→ **What you will do**:
The listing below must be duplicated in full, with nothing altered.

____________

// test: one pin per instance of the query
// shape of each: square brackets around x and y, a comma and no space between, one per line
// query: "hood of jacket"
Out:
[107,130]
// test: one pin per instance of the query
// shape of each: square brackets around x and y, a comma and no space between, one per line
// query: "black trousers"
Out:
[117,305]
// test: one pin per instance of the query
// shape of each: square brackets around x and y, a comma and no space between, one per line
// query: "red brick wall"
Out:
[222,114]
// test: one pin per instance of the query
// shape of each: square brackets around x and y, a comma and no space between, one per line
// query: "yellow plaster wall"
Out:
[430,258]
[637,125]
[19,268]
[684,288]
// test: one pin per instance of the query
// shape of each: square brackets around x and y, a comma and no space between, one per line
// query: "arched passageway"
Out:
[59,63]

____________

→ **Exercise answer**:
// test: one pin per instance of the query
// shape of each: square brackets around x and y, a comma and no space between, one per line
// query: "hood of jacket"
Out:
[107,130]
// test: one pin per instance of the query
// shape of each: square brackets around x and y, a comma and no space between, one per line
// query: "black trousers"
Out:
[117,305]
// test: one pin per instance of the query
// shape of each: square brackets around x and y, a comma and no space between, one per line
// query: "red brick wall"
Out:
[222,114]
// test: one pin per instance of the query
// shape of each: square brackets around x and y, a comma and no space between, one per line
// query: "yellow plaster wall"
Out:
[430,258]
[637,125]
[19,268]
[684,288]
// test: one pin per instance of the query
// shape of each: square brackets around x and y, a comma and no space between, one per line
// query: "arched passageway"
Out:
[59,63]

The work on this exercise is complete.